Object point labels
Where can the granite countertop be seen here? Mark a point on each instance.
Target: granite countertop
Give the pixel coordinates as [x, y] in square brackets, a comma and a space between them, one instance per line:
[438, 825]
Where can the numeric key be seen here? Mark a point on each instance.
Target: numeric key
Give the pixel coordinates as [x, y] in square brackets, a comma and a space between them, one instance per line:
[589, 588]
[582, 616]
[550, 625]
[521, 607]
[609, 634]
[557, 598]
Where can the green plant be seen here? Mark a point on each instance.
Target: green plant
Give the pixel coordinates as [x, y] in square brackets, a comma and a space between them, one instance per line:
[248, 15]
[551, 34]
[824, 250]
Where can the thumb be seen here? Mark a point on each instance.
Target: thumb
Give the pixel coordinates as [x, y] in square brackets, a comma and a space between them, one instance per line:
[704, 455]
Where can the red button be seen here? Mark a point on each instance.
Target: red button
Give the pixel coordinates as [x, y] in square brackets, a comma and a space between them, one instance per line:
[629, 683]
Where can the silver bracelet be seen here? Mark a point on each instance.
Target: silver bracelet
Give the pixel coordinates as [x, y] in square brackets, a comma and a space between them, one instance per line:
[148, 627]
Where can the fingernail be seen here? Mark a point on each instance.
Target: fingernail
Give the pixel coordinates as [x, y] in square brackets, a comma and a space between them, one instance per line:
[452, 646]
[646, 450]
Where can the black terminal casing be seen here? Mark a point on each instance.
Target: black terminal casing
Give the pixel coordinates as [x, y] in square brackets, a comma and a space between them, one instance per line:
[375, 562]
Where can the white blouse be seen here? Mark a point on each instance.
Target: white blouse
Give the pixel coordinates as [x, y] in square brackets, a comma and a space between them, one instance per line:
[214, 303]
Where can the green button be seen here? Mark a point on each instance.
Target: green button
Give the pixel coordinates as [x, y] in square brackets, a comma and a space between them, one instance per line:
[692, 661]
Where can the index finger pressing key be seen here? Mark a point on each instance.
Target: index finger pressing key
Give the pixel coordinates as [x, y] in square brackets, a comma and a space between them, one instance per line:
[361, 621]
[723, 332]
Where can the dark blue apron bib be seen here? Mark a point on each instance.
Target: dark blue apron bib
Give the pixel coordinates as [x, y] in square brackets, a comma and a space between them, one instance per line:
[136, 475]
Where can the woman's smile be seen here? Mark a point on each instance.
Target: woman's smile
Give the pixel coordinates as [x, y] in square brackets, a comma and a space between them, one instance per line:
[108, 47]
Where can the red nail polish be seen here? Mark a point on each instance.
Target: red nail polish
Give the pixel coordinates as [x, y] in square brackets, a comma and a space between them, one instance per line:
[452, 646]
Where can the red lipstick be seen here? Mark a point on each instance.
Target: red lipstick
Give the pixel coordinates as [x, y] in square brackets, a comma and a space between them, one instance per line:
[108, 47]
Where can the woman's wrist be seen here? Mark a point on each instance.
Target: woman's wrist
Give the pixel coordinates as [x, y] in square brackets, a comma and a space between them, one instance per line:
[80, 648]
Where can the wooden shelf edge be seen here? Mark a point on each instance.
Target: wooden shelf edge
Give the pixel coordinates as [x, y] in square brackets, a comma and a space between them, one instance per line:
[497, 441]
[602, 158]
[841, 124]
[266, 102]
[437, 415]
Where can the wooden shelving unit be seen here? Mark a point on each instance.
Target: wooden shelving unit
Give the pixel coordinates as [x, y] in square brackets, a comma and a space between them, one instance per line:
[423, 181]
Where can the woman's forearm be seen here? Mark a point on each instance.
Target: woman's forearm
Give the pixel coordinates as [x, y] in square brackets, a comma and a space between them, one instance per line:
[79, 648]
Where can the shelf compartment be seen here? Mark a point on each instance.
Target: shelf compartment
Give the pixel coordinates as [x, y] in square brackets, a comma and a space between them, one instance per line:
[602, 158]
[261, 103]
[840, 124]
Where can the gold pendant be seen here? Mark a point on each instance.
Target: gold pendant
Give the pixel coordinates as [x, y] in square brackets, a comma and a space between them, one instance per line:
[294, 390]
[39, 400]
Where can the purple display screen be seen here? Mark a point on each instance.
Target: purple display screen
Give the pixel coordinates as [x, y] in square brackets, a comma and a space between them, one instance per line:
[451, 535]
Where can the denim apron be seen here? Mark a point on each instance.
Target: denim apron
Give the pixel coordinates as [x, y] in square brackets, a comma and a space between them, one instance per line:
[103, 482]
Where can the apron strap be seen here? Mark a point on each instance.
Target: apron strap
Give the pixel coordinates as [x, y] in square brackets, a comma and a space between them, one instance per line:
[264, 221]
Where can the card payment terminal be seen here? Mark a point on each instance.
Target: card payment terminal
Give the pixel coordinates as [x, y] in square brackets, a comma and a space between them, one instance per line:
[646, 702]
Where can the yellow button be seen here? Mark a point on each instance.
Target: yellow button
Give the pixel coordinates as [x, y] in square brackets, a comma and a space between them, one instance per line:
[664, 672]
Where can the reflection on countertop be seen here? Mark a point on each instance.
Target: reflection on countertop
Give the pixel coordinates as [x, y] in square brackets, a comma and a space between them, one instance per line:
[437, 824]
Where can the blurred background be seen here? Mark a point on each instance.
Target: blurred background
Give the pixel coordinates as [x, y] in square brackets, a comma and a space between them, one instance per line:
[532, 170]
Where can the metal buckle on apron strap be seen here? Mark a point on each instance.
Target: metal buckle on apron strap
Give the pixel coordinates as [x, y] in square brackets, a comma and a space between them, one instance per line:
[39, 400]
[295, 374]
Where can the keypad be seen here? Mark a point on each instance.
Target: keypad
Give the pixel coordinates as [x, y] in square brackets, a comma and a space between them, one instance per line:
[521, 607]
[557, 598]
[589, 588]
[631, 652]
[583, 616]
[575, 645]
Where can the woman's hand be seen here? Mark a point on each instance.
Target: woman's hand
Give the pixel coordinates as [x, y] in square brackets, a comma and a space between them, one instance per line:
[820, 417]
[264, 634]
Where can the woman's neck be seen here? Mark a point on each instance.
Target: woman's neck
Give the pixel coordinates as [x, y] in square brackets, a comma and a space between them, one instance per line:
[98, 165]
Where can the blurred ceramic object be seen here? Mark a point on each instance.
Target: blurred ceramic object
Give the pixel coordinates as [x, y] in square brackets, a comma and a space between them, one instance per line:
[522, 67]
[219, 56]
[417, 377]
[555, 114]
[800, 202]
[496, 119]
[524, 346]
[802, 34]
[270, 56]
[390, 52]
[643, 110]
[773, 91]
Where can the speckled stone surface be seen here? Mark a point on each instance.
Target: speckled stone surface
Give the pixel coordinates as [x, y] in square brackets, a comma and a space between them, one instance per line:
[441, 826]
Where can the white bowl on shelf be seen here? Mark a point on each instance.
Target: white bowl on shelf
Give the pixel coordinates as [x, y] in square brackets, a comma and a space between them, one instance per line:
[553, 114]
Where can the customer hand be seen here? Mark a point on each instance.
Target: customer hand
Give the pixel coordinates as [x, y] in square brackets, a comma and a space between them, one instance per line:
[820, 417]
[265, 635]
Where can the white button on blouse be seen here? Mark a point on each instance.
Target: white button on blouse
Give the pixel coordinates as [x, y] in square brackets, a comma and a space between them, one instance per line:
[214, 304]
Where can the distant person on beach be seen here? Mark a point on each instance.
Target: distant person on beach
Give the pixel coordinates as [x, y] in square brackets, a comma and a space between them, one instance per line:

**Exercise objective**
Output an exact copy of the lines beginning at the one that holds "Where can the customer" and running through the final line of the records.

**The answer**
Where can the customer hand be seen here? Mark a point on each instance.
Target: customer hand
Give the pixel coordinates as [x, y] in square brackets, a comma and a space between them, one instance per line:
[820, 417]
[265, 635]
Where can the white button on blouse be seen here? Mark a point on each instance.
Target: white button on blouse
Give the pixel coordinates as [x, y] in square brackets, a comma and a space between them, one instance per line:
[214, 304]
Where can the distant person on beach be seen here? Mark a point on each instance.
Target: distant person on beach
Give the pixel coordinates as [x, y] in square brackets, a comma and a space between them, one instance per line:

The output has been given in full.